• _ИСХОДНЫЙ ТЕКСТ_:
◇ ◇ ◇ ◇ ◇

В древние времена, когда мир делился резко на две противоположные и враждебные стихии, когда с одной стороны стоял языческий мир, а с другой – Церковь, – разделение это было определенным и ясным, тем более, что языческий мир не был безразличным в отношении Церкви, а был ожесточенным ее гонителем. Тогда и жизнь христиан была замкнутой жизнью, катакомбной жизнью, и не только в своих верованиях так резко отличались христиане от верования язычников, не только в своих нравственных законах они отличались от развращенного языческого мира, но самый быт, самый уклад жизни – все у них было иное, и они нисколько не стремились к тому, чтобы слиться с этим враждебным, чуждым духу Христову, миром.

С торжеством христианства внешняя грань, разделяющая эти два враждебных мира, была уничтожена – образовался единый «христианский» мир. Но стихия «мирская» осталась и мало-помалу стала проникать и в самую Церковь, в нравы, в понятия, в жизнь христиан. Мы живем в эпоху, когда чувствуем это страшное наследство долгих веков слияния двух столь различных начал, как «Церковь» и «мир», слияния, которое и привело к страшному упадку христианскую жизнь. Но Господу угодно поставить нас в смысле внешних условий в положение, приближающееся к первым векам христианства. Мир нецерковный, больше не хочет называть себя христианским; мы остаемся как бы в своем замкнутом церковном мире и здесь с ужасом видим, что этот мир церковный, который вновь обособляется от мира языческого, унаследовал массу всевозможных языческих черт. Нам вновь нужно воцерковиться, вновь надлежит безбоязненно твердо и резко отмежеваться от неверующего, нецерковного, безбожного мира. Поэтому здесь важно не только внутреннее, но и внешнее, важно не только самое главное, но и второстепенное. Нарушение даже внешней церковности, что раньше можно было бы еще простить, считая несущественным, теперь при этой новой величайшей исторической задаче становится преступным и недопустимым. Отсюда строгость в соблюдении устава, отсюда нелюбовь к тому, что в Церкви отзывается мирским, отсюда это безсознательное, но глубокое стремление церковного народа ко всему истинно церковному, уставному. Не случайна эта любовь к монастырским службам, к долгим стояниям, к истовому церковному благочестию. Здесь церковный народ инстинктивно чувствует ту правду, которая важнее всего: отмежевание наше от мирской стихии. Отсюда это внутреннее отталкивание и отвращение ко всякому обновленчеству, которое в существе своем есть ничто иное, как обмирщение Церкви.

◇ ◇ ◇ ◇ ◇

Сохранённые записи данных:
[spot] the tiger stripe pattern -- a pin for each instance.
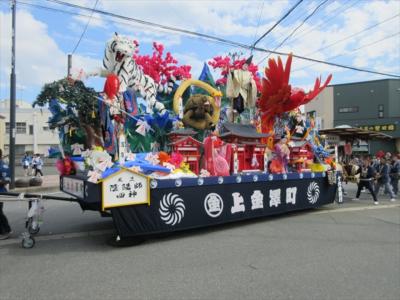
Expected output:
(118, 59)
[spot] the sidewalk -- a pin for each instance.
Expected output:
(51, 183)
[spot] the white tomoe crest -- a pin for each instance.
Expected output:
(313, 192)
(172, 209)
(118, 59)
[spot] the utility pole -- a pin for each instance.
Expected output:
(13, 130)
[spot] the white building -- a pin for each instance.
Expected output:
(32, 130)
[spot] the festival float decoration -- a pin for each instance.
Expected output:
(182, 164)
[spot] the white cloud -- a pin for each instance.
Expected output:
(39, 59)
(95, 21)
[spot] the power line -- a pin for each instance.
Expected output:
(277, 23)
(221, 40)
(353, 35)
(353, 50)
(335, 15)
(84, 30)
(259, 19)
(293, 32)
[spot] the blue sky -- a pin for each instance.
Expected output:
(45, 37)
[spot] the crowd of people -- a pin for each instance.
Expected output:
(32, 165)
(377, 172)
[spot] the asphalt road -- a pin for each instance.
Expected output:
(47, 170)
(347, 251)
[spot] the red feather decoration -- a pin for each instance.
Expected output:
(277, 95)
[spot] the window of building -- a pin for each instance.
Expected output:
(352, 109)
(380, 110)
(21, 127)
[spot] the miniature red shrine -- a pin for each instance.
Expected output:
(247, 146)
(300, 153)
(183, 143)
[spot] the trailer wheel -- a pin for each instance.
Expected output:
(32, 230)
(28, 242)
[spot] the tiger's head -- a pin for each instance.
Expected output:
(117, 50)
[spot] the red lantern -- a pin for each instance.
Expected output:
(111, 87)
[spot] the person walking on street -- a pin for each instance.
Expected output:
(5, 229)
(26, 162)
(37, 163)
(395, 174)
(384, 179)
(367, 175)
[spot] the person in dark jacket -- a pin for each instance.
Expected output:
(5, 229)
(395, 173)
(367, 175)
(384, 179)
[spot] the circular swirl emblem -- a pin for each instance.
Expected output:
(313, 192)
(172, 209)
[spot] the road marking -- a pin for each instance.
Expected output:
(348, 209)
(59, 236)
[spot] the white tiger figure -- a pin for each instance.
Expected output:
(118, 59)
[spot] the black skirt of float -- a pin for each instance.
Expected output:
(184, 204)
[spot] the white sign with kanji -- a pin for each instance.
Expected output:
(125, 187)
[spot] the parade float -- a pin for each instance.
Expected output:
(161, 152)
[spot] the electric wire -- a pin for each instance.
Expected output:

◇ ◇ ◇ ◇ ◇

• _ЧТО СДЕЛАТЬ_:
1. Переведите на английский язык предложение из текста о Церкви и мире: «Не случайна эта любовь к монастырским службам, к долгим стояниям, к истовому церковному благочестию».
2. Выпишите из текста о Церкви и мире фрагмент, который начинается словами «В древние времена, когда» и заканчивается словами «духу Христову, миром.».

• _ОТВЕТЫ К ЗАДАНИЯМ_:
1. This love of monastic services, of long hours of standing at worship, of fervent church piety is no accident.

2.
В древние времена, когда мир делился резко на две противоположные и враждебные стихии, когда с одной стороны стоял языческий мир, а с другой – Церковь, – разделение это было определенным и ясным, тем более, что языческий мир не был безразличным в отношении Церкви, а был ожесточенным ее гонителем. Тогда и жизнь христиан была замкнутой жизнью, катакомбной жизнью, и не только в своих верованиях так резко отличались христиане от верования язычников, не только в своих нравственных законах они отличались от развращенного языческого мира, но самый быт, самый уклад жизни – все у них было иное, и они нисколько не стремились к тому, чтобы слиться с этим враждебным, чуждым духу Христову, миром.